▶ _Stated problem_
Rewrite every line of the listing below with each occurrence of "Practice step" replaced by "Labeling task", leaving everything else unchanged. Omit the pictures from your answer.

▶ _Information provided_
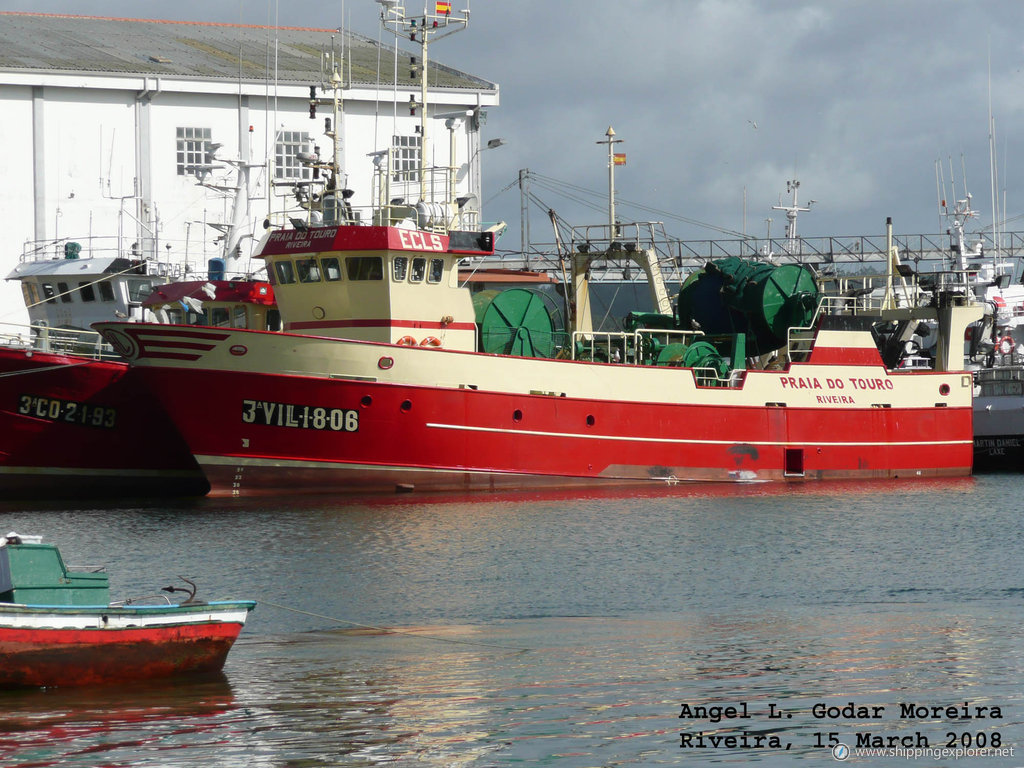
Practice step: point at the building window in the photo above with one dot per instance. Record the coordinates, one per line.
(194, 150)
(287, 165)
(407, 159)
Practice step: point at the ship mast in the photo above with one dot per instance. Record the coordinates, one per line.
(791, 215)
(611, 141)
(436, 25)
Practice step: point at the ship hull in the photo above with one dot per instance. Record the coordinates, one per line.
(73, 426)
(297, 414)
(96, 645)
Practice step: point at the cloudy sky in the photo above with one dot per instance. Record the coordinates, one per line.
(719, 101)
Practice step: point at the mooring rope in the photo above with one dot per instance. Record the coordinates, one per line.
(392, 631)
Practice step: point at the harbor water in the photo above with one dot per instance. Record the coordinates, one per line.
(854, 623)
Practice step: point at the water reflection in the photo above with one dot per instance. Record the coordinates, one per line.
(629, 605)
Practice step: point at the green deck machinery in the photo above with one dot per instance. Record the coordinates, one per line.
(519, 322)
(742, 296)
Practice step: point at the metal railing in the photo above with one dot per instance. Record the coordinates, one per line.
(39, 338)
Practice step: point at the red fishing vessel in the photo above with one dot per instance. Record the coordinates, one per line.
(75, 420)
(58, 629)
(391, 376)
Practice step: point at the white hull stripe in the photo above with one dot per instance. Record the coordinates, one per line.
(90, 472)
(691, 441)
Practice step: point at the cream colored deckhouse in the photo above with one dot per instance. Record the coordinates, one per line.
(129, 136)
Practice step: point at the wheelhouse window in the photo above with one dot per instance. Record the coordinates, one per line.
(399, 268)
(273, 322)
(195, 151)
(139, 290)
(365, 267)
(308, 270)
(406, 165)
(30, 293)
(332, 269)
(436, 270)
(285, 271)
(287, 148)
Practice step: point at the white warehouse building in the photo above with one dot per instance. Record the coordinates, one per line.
(110, 126)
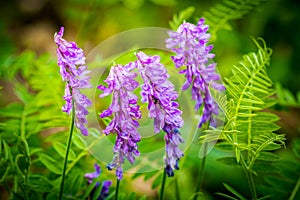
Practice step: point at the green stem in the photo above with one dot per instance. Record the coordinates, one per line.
(67, 151)
(295, 190)
(117, 189)
(250, 179)
(162, 189)
(177, 190)
(201, 173)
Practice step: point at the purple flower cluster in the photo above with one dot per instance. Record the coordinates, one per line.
(121, 83)
(105, 184)
(189, 43)
(73, 70)
(160, 95)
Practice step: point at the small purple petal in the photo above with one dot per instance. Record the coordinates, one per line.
(121, 84)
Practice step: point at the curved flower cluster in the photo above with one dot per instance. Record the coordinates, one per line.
(160, 95)
(71, 61)
(105, 184)
(121, 83)
(189, 43)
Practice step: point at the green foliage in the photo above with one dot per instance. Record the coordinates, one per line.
(218, 17)
(249, 126)
(180, 17)
(284, 183)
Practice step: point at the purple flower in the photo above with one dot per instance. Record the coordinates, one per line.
(160, 95)
(121, 84)
(189, 43)
(71, 61)
(105, 184)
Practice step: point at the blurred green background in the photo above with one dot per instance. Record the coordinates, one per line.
(31, 24)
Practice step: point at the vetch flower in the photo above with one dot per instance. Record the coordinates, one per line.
(105, 184)
(160, 95)
(189, 43)
(121, 84)
(73, 70)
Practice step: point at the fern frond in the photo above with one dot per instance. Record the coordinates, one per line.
(219, 16)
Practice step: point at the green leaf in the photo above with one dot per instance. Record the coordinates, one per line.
(265, 167)
(296, 147)
(22, 164)
(157, 181)
(268, 156)
(218, 17)
(179, 18)
(89, 189)
(40, 183)
(231, 161)
(79, 141)
(51, 164)
(61, 150)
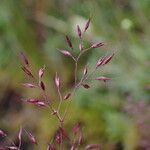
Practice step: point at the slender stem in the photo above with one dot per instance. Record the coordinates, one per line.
(61, 99)
(75, 73)
(11, 141)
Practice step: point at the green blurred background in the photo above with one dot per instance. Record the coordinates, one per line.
(112, 113)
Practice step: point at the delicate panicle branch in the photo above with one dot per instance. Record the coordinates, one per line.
(46, 103)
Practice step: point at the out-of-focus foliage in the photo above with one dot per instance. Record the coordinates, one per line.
(38, 27)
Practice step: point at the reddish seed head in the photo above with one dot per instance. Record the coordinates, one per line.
(50, 147)
(104, 60)
(57, 81)
(20, 134)
(36, 102)
(86, 86)
(29, 85)
(79, 31)
(65, 52)
(85, 71)
(77, 128)
(102, 78)
(80, 140)
(12, 148)
(108, 59)
(2, 133)
(67, 96)
(31, 138)
(42, 85)
(27, 71)
(24, 58)
(41, 72)
(68, 40)
(87, 24)
(92, 146)
(81, 47)
(97, 45)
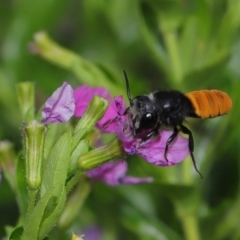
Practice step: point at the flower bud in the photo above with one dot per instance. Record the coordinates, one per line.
(111, 151)
(25, 92)
(34, 134)
(7, 162)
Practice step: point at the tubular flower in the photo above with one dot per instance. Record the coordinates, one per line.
(153, 149)
(84, 94)
(65, 102)
(60, 106)
(115, 121)
(113, 173)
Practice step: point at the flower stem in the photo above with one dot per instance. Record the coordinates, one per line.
(190, 227)
(32, 193)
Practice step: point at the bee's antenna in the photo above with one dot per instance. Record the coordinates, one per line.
(127, 86)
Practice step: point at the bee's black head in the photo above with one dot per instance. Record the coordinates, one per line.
(141, 112)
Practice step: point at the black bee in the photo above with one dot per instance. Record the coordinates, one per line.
(170, 108)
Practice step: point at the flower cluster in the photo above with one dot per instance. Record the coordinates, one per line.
(66, 102)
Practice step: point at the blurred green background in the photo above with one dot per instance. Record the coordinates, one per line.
(179, 44)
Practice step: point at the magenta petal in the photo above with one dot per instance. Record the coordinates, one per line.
(135, 180)
(60, 106)
(108, 122)
(153, 150)
(113, 173)
(84, 94)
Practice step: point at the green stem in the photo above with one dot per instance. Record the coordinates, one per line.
(172, 47)
(32, 193)
(190, 227)
(73, 181)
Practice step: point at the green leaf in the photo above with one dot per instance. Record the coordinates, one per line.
(47, 224)
(56, 166)
(45, 206)
(16, 234)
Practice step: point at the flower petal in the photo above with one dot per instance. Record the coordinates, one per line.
(153, 151)
(60, 106)
(108, 122)
(84, 94)
(113, 173)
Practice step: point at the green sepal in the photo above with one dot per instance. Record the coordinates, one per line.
(21, 190)
(56, 166)
(16, 234)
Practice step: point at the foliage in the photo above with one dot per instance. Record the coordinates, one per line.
(185, 45)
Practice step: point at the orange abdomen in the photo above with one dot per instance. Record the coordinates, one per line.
(210, 103)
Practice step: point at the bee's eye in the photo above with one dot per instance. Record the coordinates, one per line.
(148, 120)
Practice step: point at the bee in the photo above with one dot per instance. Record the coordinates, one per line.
(169, 108)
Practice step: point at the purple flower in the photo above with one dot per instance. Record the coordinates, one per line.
(153, 149)
(60, 106)
(113, 173)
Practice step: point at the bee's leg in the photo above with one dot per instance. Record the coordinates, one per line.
(170, 139)
(154, 132)
(114, 119)
(190, 146)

▶ _Output_
Labeling task: point at the building window in the photo above with one dot per instance. Record the coordinates, one per line.
(194, 150)
(287, 165)
(407, 159)
Labeling task: point at the ship mast in the photo above with one dot per instance. Record the coordinates, one per line.
(791, 215)
(611, 141)
(436, 25)
Labeling task: point at the ship hull in the photo above with one dot per instance. Record the coordinates, one per line.
(73, 426)
(297, 414)
(96, 645)
Labeling task: point at the cloudy sky in the photo above with one dot per instance. Record the coordinates, one per line.
(719, 101)
Labeling task: point at the mooring rope in the photo above with one dot per instance. Record the coordinates, one per line.
(392, 631)
Labeling task: point at the harbor water in the photo above with one dot per instance. Record the coordinates, one per line.
(854, 623)
Labeling task: point at the water reflection in the photo above with one dot per instance. Record the coordinates, one per line.
(629, 605)
Labeling task: point at the green deck machinery in the photo above with one dot per instance. Record the coordinates, one per line.
(519, 322)
(742, 296)
Labeling task: point at the metal railing in the photo above with one dot per instance. Record the coordinates, one per line.
(39, 338)
Labeling task: point at the red fishing vessel in the photo above with one dot per instance. Record the coordinates, one per line.
(75, 420)
(58, 629)
(391, 376)
Labeling task: point at the white hull stripe in the photo above with one dot per instance. Record the coordinates, one per line.
(90, 472)
(691, 441)
Labeling task: point at the cream colored deckhouse in the photo above with one dot per instance. Record the coordinates, one per line.
(129, 136)
Labeling task: point at the wheelhouse window in the photo above with one dot per instance. Record the coordinates, one per line.
(399, 268)
(273, 322)
(195, 151)
(139, 290)
(365, 267)
(308, 270)
(406, 165)
(30, 293)
(332, 269)
(436, 270)
(285, 271)
(287, 148)
Labeling task: point at the white warehouse building in the photo above with one dot per instance. Record the coordinates, one per line.
(110, 126)
Labeling task: point at the green stem in the photo above with one dot per instance. Record the coordinates, one per line.
(67, 151)
(295, 190)
(117, 189)
(250, 179)
(162, 189)
(177, 190)
(201, 173)
Labeling task: point at the purple flower cluster in the photo above with one dot per instance. Record the coordinates, one per line.
(121, 83)
(105, 184)
(189, 43)
(73, 70)
(160, 95)
Labeling task: point at the small purple petal in the photo above with one dot per instance. Record the coordinates, one per line.
(121, 84)
Labeling task: point at the curved flower cluster in the photo above with one dot per instance. Record the coordinates, one per line.
(160, 95)
(71, 61)
(105, 184)
(121, 83)
(189, 43)
Labeling task: point at the green foliage in the photo above with one dot per instance. Record the coordinates, one per line.
(218, 17)
(249, 126)
(180, 17)
(284, 183)
Labeling task: point at the purple flower in the photo above with one dot per instance. Record the coordinates, one per line.
(160, 95)
(121, 84)
(189, 43)
(71, 61)
(105, 184)
Labeling task: point at the blurred green background in the photo above with one dot per instance. Record the coordinates, one per line.
(31, 24)
Labeling task: point at the vetch flower in the photo above with one dot per instance. Record the coordinates, one per line.
(105, 184)
(160, 95)
(189, 43)
(121, 84)
(73, 70)
Labeling task: point at the fern frond in the photo above with one dot per instance. Record the coordinates, one per line.
(219, 16)
Labeling task: point at the green leaf in the photo above with one dot per instance. Record the coordinates, one per line.
(265, 167)
(296, 147)
(22, 164)
(157, 181)
(268, 156)
(218, 17)
(179, 18)
(89, 189)
(40, 183)
(231, 161)
(79, 141)
(51, 164)
(61, 150)
Labeling task: point at the slender stem in the photo above with one dot per instance. Record the coordinates, one per line.
(61, 99)
(75, 73)
(11, 141)
Labeling task: point at the green blurred background in the photo above with one dot per instance. Record the coordinates, one per line.
(112, 113)
Labeling task: point at the delicate panicle branch in the photo above with one dot per instance. Record the coordinates, one per line.
(46, 103)
Labeling task: point at the out-of-focus foliage in the photo above with one dot per instance. Record the coordinates, one per line.
(38, 27)
Labeling task: point at the reddish seed head in the photo above with one dot per instance. Record the coordinates, one per line.
(50, 147)
(104, 60)
(57, 81)
(20, 134)
(36, 102)
(86, 86)
(29, 85)
(79, 31)
(65, 52)
(85, 71)
(77, 128)
(102, 78)
(80, 140)
(12, 148)
(108, 59)
(2, 133)
(67, 96)
(31, 138)
(42, 85)
(27, 71)
(24, 58)
(41, 72)
(68, 40)
(87, 24)
(92, 146)
(81, 47)
(97, 45)
Labeling task: point at the flower bud in the photo above with one dot per instance. Record the coordinates, one per line.
(111, 151)
(25, 92)
(34, 134)
(7, 162)
Labeling task: point at the tubular flower in the photo above with one dot per instance. Record the coordinates, one per line.
(153, 149)
(84, 94)
(65, 102)
(60, 106)
(115, 121)
(113, 173)
Labeling task: point at the flower stem in the photo above with one dot per instance. Record the coordinates, one per line.
(190, 227)
(32, 193)
Labeling task: point at the bee's antenna in the photo above with one dot per instance. Record the coordinates, one per line.
(127, 86)
Labeling task: point at the bee's black head in the photo above with one dot per instance. Record the coordinates, one per line.
(141, 112)
Labeling task: point at the black bee in the photo above with one dot per instance. Record the coordinates, one per line.
(170, 108)
Labeling task: point at the flower cluster in the photo above with one dot per instance. Record the coordinates, one per line.
(66, 102)
Labeling task: point at the blurred green background in the photo above with one dot per instance. Record the coordinates, one per line.
(179, 44)
Labeling task: point at the magenta petal in the photo above with one dot per instance. Record the coordinates, one per line.
(135, 180)
(60, 106)
(108, 122)
(153, 150)
(113, 173)
(84, 94)
Labeling task: point at the green stem in the photo above with one dot per instance. Record the coordinates, one per line.
(172, 47)
(32, 193)
(190, 227)
(73, 181)
Labeling task: point at the green leaf in the photo above with one dot per instance. Record the coordinates, one per line.
(47, 224)
(56, 166)
(45, 206)
(16, 234)
Labeling task: point at the flower petal in the photo above with one dot per instance. Record the coordinates, one per line.
(153, 151)
(60, 106)
(108, 122)
(84, 94)
(113, 173)
Labeling task: point at the green sepal in the photo above with one dot per instance. Record the coordinates, one per line.
(21, 190)
(56, 166)
(16, 234)
Labeling task: point at the foliage in the photo above with one dot per instance. Record the coordinates, one per line.
(185, 45)
Labeling task: point at the orange abdomen in the photo above with one dot per instance. Record the coordinates, one per line.
(210, 103)
Labeling task: point at the bee's eye in the photo above with one dot per instance. Record the coordinates, one per line.
(148, 120)
Labeling task: point at the bee in the photo above with one dot per instance. Record the coordinates, one per line.
(169, 108)
Labeling task: point at the purple flower in the photo above with one dot per instance. Record the coordinates, one per line.
(153, 149)
(60, 106)
(113, 173)
Labeling task: point at the bee's leg in the photo above with one dot per instance. Record the coordinates, one per line.
(170, 139)
(154, 132)
(114, 119)
(190, 146)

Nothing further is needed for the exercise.